───── Task inputs

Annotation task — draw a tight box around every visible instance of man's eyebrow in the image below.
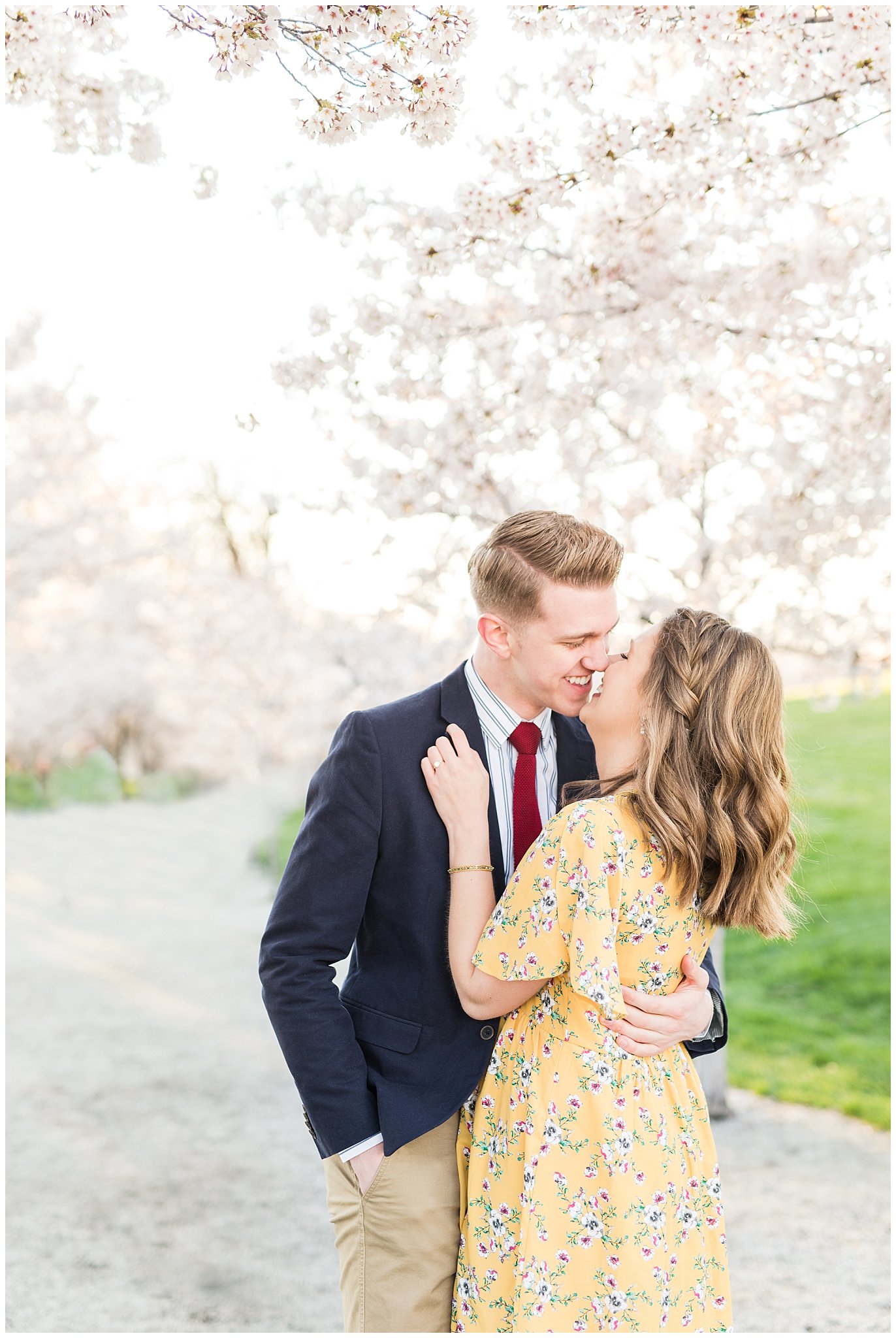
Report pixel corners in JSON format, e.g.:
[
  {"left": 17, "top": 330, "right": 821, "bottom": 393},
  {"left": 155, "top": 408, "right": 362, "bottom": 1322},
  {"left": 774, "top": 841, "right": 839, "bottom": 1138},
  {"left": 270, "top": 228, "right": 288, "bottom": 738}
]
[{"left": 556, "top": 614, "right": 622, "bottom": 641}]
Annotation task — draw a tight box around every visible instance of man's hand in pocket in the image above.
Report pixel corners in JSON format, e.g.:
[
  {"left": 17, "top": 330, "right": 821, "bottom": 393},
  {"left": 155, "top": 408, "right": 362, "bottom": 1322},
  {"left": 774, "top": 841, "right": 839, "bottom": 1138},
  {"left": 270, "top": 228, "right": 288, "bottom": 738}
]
[{"left": 349, "top": 1143, "right": 384, "bottom": 1196}]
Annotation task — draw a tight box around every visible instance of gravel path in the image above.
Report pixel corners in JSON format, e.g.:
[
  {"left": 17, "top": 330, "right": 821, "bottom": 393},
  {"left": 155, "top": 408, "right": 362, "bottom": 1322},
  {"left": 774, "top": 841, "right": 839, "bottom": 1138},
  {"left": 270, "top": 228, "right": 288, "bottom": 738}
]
[{"left": 7, "top": 772, "right": 889, "bottom": 1333}]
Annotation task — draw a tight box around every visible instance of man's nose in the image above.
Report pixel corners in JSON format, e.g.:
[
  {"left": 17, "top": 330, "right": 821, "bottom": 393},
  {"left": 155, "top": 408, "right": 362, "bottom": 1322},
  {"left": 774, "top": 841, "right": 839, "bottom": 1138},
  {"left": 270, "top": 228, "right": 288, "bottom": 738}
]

──────────

## Problem description
Set down all the entries exactly as they appear, but skip any pictures.

## Task solution
Annotation task — draw a tight box around every visible instance of man's eyebrow in the image below.
Report pixel corners in JSON format, e.g.:
[
  {"left": 17, "top": 330, "right": 821, "bottom": 393},
  {"left": 155, "top": 408, "right": 362, "bottom": 1322},
  {"left": 774, "top": 841, "right": 839, "bottom": 1138},
  {"left": 270, "top": 228, "right": 288, "bottom": 738}
]
[{"left": 556, "top": 614, "right": 622, "bottom": 641}]
Annotation task — draw a tight box around every visible instance of man's hand in pocket in the image above.
Report pixel corners in JSON format, e.g.:
[
  {"left": 17, "top": 330, "right": 821, "bottom": 393},
  {"left": 155, "top": 408, "right": 362, "bottom": 1322},
  {"left": 774, "top": 841, "right": 839, "bottom": 1138},
  {"left": 270, "top": 228, "right": 288, "bottom": 738}
]
[{"left": 349, "top": 1143, "right": 384, "bottom": 1196}]
Annotation task — draw a tight box around every visible instance of gravel path in the image above.
Report pixel corners in JSON format, e.g.:
[
  {"left": 17, "top": 330, "right": 821, "bottom": 393},
  {"left": 155, "top": 408, "right": 362, "bottom": 1322},
  {"left": 774, "top": 841, "right": 839, "bottom": 1138},
  {"left": 270, "top": 228, "right": 288, "bottom": 738}
]
[{"left": 7, "top": 772, "right": 889, "bottom": 1333}]
Annotation task — draw a tight box around every visible instance of man's nose in the image above.
Report pixel corners in JSON format, e.g.:
[
  {"left": 17, "top": 330, "right": 821, "bottom": 393},
  {"left": 155, "top": 408, "right": 362, "bottom": 1322},
  {"left": 774, "top": 841, "right": 839, "bottom": 1138},
  {"left": 270, "top": 228, "right": 288, "bottom": 738}
]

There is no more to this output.